# SHORT PROBLEM
Recast the records as a Markdown table with the columns Row and Line, holding a row number and one line per row and leaving out blank lines. Start at the beginning of the records and stop after the line that contains "[0,228,775,498]".

# PROVIDED RECORDS
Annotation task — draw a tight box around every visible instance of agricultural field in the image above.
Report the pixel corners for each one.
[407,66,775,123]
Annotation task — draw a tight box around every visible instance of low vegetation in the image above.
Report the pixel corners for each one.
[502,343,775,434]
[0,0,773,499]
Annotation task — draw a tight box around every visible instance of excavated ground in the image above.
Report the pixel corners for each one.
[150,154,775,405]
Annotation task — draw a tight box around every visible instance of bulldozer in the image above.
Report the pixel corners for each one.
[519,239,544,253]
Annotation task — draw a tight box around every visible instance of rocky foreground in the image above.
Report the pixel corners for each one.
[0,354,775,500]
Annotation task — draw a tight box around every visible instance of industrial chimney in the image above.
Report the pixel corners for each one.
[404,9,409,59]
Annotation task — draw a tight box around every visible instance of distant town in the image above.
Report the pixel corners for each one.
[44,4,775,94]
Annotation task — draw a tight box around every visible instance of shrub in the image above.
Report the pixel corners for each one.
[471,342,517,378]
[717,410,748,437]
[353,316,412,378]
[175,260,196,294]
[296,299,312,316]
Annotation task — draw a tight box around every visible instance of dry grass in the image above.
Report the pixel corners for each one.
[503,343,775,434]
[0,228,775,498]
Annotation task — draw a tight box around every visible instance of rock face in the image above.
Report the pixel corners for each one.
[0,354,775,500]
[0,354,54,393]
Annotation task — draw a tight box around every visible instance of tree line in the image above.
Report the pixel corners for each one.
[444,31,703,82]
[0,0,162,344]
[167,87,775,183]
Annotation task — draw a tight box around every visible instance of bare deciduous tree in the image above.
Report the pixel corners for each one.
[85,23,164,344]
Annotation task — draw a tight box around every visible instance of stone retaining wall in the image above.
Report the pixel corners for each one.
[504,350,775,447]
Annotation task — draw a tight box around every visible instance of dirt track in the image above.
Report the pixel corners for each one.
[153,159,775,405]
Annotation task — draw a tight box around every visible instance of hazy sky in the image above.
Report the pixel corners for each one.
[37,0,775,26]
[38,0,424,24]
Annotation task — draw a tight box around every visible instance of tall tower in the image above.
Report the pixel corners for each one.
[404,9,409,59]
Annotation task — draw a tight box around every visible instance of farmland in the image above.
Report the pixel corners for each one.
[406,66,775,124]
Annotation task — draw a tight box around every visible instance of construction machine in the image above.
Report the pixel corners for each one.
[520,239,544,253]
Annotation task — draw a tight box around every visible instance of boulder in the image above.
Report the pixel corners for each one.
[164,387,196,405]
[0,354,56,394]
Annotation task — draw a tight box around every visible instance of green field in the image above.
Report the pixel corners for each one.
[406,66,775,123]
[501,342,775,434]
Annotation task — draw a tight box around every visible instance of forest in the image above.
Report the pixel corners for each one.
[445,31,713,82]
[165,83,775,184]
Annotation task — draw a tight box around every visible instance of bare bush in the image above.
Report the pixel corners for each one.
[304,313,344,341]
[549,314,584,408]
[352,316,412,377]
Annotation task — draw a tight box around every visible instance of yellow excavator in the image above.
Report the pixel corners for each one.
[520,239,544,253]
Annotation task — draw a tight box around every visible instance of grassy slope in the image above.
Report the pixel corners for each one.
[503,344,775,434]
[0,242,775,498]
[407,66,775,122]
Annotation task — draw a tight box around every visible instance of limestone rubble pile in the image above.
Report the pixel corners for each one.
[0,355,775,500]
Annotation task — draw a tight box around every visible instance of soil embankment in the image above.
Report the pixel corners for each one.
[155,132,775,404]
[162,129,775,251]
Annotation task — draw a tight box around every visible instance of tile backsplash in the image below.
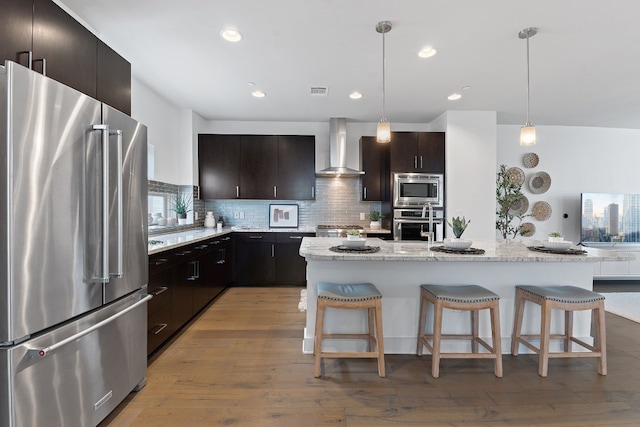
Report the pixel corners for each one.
[204,177,380,228]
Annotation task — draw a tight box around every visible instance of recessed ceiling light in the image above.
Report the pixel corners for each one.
[418,46,438,58]
[220,28,242,42]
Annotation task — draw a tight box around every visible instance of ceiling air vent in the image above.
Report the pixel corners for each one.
[309,86,329,96]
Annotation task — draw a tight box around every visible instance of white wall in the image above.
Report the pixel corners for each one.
[442,111,497,240]
[497,125,640,242]
[131,78,193,184]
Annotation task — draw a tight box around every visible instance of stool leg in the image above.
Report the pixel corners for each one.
[367,307,376,351]
[511,289,525,356]
[564,310,573,352]
[489,301,502,378]
[375,299,386,378]
[313,303,324,378]
[431,300,442,378]
[538,301,551,377]
[591,301,607,375]
[416,290,428,356]
[470,310,480,353]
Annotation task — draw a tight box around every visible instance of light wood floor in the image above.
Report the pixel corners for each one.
[101,288,640,427]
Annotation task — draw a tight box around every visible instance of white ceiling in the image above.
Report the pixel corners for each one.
[58,0,640,129]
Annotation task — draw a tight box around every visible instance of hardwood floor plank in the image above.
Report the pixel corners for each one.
[101,287,640,427]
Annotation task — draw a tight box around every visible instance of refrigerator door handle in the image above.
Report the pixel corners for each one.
[27,295,153,357]
[110,129,124,278]
[93,125,109,283]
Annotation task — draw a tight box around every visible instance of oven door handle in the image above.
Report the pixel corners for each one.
[393,218,442,225]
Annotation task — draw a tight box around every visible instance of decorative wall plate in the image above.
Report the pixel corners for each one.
[522,153,540,168]
[520,222,536,237]
[507,166,524,185]
[531,202,551,221]
[509,195,529,216]
[529,172,551,194]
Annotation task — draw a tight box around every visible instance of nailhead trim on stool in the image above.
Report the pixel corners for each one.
[511,285,607,377]
[417,285,502,378]
[313,282,385,378]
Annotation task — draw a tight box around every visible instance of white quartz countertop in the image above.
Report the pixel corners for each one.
[147,226,316,255]
[300,237,635,262]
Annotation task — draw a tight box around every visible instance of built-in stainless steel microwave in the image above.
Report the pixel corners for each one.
[393,172,444,208]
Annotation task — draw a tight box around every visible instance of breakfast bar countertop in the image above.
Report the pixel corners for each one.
[300,237,635,263]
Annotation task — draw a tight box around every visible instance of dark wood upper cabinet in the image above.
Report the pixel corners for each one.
[0,0,33,67]
[390,132,445,173]
[277,135,316,200]
[33,0,98,98]
[360,136,390,201]
[240,135,278,200]
[0,0,131,115]
[418,132,445,173]
[198,134,240,200]
[96,40,131,115]
[198,134,315,200]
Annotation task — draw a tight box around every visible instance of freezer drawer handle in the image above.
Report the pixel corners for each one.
[27,295,153,357]
[149,286,169,297]
[151,323,169,335]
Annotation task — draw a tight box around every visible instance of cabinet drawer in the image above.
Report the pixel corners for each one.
[147,308,173,355]
[236,233,277,243]
[148,281,171,314]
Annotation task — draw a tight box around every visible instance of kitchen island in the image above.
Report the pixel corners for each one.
[300,237,633,354]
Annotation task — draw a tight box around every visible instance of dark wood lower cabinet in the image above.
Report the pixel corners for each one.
[147,236,232,355]
[234,232,314,286]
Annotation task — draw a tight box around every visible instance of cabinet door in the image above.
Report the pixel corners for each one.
[208,236,233,300]
[418,132,445,173]
[234,233,276,285]
[275,233,314,285]
[0,0,33,67]
[33,0,98,98]
[96,40,131,116]
[360,136,390,201]
[277,136,316,200]
[389,132,418,172]
[240,135,278,200]
[198,134,240,200]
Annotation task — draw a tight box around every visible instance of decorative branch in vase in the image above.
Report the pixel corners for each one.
[496,165,530,240]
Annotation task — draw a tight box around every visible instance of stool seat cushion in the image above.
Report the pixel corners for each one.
[420,285,500,303]
[516,285,604,303]
[316,282,382,301]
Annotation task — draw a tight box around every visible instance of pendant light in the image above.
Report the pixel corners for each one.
[376,21,391,142]
[518,27,538,146]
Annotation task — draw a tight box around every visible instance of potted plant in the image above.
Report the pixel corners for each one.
[369,210,382,230]
[447,216,471,239]
[496,165,529,240]
[173,193,191,225]
[549,231,564,242]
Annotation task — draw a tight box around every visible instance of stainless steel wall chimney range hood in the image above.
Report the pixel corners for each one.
[316,117,364,178]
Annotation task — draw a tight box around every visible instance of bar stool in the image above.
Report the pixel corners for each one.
[313,282,385,378]
[418,285,502,378]
[511,285,607,377]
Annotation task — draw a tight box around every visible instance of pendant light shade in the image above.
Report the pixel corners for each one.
[518,27,538,146]
[376,21,391,143]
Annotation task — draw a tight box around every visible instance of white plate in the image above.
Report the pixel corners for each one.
[542,240,573,251]
[443,239,473,249]
[342,238,367,248]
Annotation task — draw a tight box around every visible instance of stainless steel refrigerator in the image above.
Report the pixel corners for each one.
[0,61,150,427]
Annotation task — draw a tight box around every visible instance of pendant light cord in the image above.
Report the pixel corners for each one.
[382,31,387,121]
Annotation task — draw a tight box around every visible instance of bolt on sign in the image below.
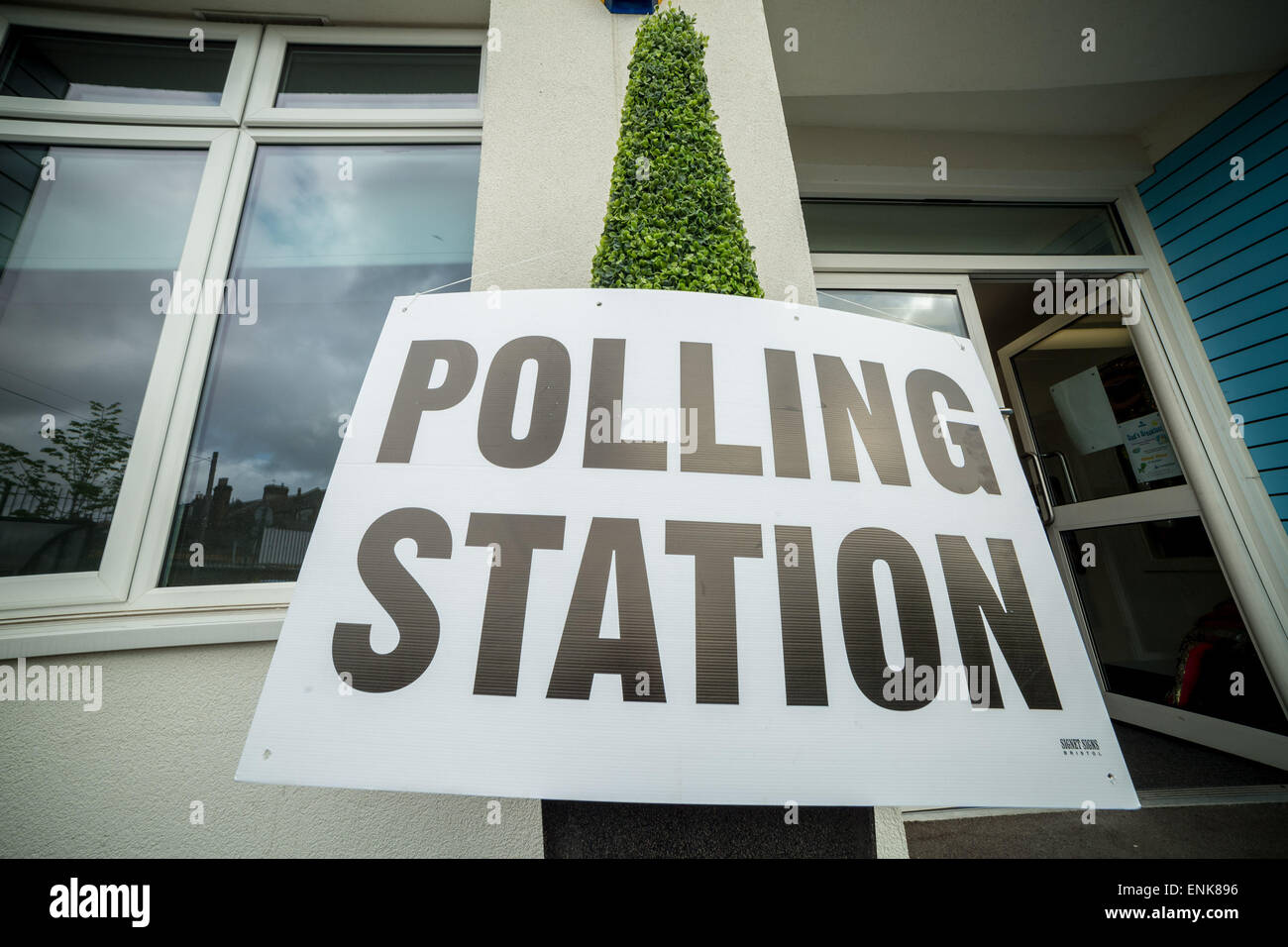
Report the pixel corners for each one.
[237,290,1137,808]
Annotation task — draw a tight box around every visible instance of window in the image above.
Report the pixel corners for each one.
[0,7,261,126]
[0,27,235,106]
[0,14,483,653]
[246,27,484,128]
[818,288,967,338]
[0,145,206,576]
[274,46,482,108]
[802,200,1128,257]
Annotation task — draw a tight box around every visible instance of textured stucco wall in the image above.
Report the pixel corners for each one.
[0,643,541,858]
[473,0,815,305]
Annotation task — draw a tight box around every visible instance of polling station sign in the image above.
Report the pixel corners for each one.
[237,290,1137,808]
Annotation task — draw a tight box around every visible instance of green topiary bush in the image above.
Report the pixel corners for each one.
[590,9,765,296]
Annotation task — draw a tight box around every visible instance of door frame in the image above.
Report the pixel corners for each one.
[997,300,1288,770]
[810,245,1288,768]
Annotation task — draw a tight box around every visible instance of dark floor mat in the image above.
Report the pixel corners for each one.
[905,802,1288,858]
[1115,720,1288,789]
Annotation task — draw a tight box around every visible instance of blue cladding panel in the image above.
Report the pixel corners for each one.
[1136,69,1288,527]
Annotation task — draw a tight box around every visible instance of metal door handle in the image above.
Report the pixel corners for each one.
[1040,451,1078,502]
[1020,451,1055,526]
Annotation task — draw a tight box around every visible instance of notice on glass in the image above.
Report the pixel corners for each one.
[1118,411,1181,483]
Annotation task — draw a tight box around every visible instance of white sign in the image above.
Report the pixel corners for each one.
[237,290,1137,808]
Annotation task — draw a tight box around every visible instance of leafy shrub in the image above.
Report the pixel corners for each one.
[590,9,765,296]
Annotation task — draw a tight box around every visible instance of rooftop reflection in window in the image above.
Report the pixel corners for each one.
[0,27,235,106]
[162,145,480,585]
[0,145,206,576]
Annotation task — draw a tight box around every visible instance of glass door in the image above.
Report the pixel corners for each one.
[999,275,1288,767]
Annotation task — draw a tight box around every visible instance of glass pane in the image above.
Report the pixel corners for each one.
[0,27,235,106]
[0,145,206,576]
[1012,314,1185,505]
[277,47,482,108]
[1061,517,1288,733]
[162,145,480,585]
[818,290,966,338]
[803,201,1127,257]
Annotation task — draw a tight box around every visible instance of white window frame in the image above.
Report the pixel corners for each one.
[0,12,485,660]
[0,7,263,125]
[246,26,486,128]
[0,121,237,615]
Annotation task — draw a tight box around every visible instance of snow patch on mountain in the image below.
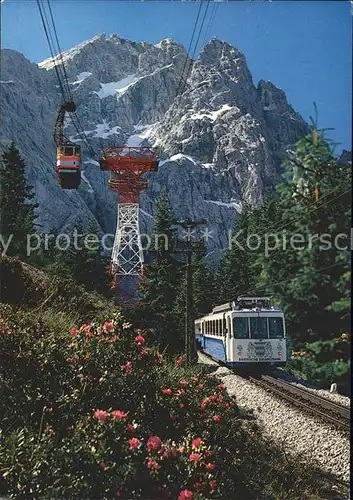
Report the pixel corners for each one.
[70,71,92,85]
[189,104,234,121]
[203,200,241,213]
[93,74,139,99]
[125,124,154,147]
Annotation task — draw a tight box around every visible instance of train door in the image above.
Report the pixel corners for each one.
[223,313,233,361]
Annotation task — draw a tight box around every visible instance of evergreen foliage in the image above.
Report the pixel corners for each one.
[0,142,38,258]
[131,193,183,352]
[47,220,110,295]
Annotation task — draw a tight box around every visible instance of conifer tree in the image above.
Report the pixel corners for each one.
[134,193,183,351]
[0,142,38,258]
[258,120,351,342]
[217,206,256,303]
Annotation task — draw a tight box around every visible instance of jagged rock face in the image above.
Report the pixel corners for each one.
[1,35,309,260]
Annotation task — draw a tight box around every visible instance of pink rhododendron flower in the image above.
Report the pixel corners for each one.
[66,354,80,365]
[121,361,132,373]
[189,453,201,462]
[103,321,114,332]
[178,490,194,500]
[129,438,141,450]
[146,436,162,451]
[147,457,159,472]
[191,438,203,450]
[112,410,127,420]
[135,335,145,345]
[94,410,108,422]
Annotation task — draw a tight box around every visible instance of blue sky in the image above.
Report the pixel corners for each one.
[1,0,352,151]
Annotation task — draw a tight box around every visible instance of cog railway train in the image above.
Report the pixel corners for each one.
[195,297,288,369]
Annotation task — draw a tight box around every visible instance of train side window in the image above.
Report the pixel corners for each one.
[233,316,249,339]
[250,317,268,339]
[268,317,284,339]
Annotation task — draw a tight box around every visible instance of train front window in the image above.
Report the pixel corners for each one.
[268,318,284,339]
[250,318,268,339]
[233,317,249,339]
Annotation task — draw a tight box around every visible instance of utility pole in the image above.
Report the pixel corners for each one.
[176,218,207,363]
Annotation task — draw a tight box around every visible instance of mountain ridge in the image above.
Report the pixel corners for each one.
[1,34,309,262]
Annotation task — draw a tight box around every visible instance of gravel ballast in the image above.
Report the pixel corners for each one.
[199,353,350,481]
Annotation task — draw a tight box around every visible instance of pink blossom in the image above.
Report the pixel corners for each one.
[191,438,203,449]
[103,321,114,332]
[146,436,162,451]
[189,453,201,462]
[178,490,194,500]
[112,410,127,420]
[126,424,136,434]
[129,438,141,450]
[147,457,159,472]
[94,410,108,422]
[135,335,145,345]
[121,361,132,373]
[210,479,217,490]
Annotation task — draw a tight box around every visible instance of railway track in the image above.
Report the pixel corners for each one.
[198,351,350,432]
[249,375,350,432]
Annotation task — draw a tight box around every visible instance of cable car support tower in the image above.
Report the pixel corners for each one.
[100,146,158,306]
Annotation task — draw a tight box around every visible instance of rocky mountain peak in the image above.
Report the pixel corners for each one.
[1,33,309,260]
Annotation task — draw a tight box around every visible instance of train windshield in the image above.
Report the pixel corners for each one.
[250,317,268,339]
[233,317,249,339]
[268,317,284,339]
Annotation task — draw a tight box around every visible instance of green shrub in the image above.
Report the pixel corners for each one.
[0,305,344,500]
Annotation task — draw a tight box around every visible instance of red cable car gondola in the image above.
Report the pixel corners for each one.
[53,101,81,189]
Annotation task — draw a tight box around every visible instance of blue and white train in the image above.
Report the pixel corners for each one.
[195,297,287,368]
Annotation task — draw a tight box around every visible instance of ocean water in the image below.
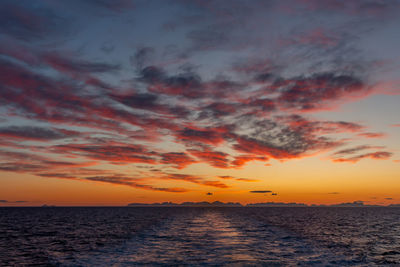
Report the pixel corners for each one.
[0,207,400,266]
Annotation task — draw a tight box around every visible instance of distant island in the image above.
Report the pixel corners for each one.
[128,201,400,207]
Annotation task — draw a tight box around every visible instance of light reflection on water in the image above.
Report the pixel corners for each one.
[74,209,352,266]
[0,208,400,266]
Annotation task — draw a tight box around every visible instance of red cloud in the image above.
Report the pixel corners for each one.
[160,152,196,169]
[232,155,268,167]
[188,149,229,168]
[332,151,393,163]
[358,133,386,138]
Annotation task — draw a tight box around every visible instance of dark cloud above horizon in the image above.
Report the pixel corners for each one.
[249,190,272,194]
[0,0,400,194]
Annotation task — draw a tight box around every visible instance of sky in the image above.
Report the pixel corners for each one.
[0,0,400,206]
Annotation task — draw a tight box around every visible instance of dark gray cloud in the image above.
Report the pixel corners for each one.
[249,190,272,194]
[0,126,79,141]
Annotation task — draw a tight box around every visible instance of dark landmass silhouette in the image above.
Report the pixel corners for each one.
[128,200,400,207]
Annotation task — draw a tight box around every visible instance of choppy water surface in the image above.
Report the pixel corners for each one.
[0,207,400,266]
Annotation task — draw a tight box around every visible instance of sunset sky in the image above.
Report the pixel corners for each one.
[0,0,400,206]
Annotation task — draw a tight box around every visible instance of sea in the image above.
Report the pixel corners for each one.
[0,207,400,266]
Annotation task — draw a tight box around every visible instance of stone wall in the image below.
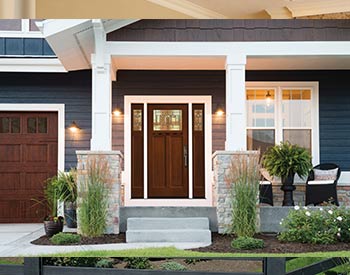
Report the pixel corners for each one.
[77,151,123,234]
[213,151,259,233]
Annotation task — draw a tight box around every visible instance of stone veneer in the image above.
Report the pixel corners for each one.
[77,151,123,234]
[213,151,259,234]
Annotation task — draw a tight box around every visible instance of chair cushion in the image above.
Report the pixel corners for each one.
[314,168,339,181]
[307,180,334,185]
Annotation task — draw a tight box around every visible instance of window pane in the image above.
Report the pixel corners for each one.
[38,117,47,134]
[0,117,10,133]
[153,110,182,131]
[247,89,275,127]
[0,19,22,31]
[282,89,311,127]
[283,129,311,153]
[247,129,275,154]
[11,117,21,134]
[27,117,36,133]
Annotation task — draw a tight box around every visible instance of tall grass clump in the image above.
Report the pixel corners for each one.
[78,157,110,237]
[227,152,260,237]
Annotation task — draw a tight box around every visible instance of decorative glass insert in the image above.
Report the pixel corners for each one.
[153,110,182,131]
[132,109,142,131]
[38,117,47,134]
[193,110,203,131]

# FINAL RESULT
| Row | Line |
|---|---|
| 1 | Annotation task — draw a tight box around every visible instance of agricultural field in the image above. |
| 2 | Report the pixel corners for each one. |
| 3 | [407,66,775,123] |
| 4 | Annotation task — draw a tight box around every visible instance of low vegetation in the image above. |
| 5 | Report the pixel corners for each one. |
| 6 | [502,343,775,434] |
| 7 | [0,0,773,499] |
| 8 | Annotation task — draw a tight box around every visible instance of excavated ground in the image above. |
| 9 | Report the pixel corners for each one. |
| 10 | [150,154,775,405] |
| 11 | Annotation task — draw a tight box around every visible instance of bulldozer in the image above. |
| 12 | Report the pixel corners for each one. |
| 13 | [519,239,544,253] |
| 14 | Annotation task — draw a tight box around every visible instance of rocky foreground in the image above. |
| 15 | Report the pixel corners for each one. |
| 16 | [0,354,775,500] |
| 17 | Annotation task — draw a tight box around every visible instance of industrial chimney in the image above. |
| 18 | Report the pixel corners for each one. |
| 19 | [404,9,409,59] |
| 20 | Annotation task — draw a tight box around every visible instance of distant town in the image above. |
| 21 | Report the pixel corners for each one. |
| 22 | [44,4,775,94] |
| 23 | Annotation task — draw a tight box around every visible instance of shrub in the image above. |
| 24 | Report the pixel corners for each one. |
| 25 | [471,342,517,378] |
| 26 | [717,410,748,437] |
| 27 | [353,316,412,378] |
| 28 | [175,260,196,294] |
| 29 | [296,299,312,316] |
| 30 | Annotation task — draw a tight box around every visible instance of dry grass in the image above. |
| 31 | Report the pixel corners for each one. |
| 32 | [503,343,775,434] |
| 33 | [0,228,775,498] |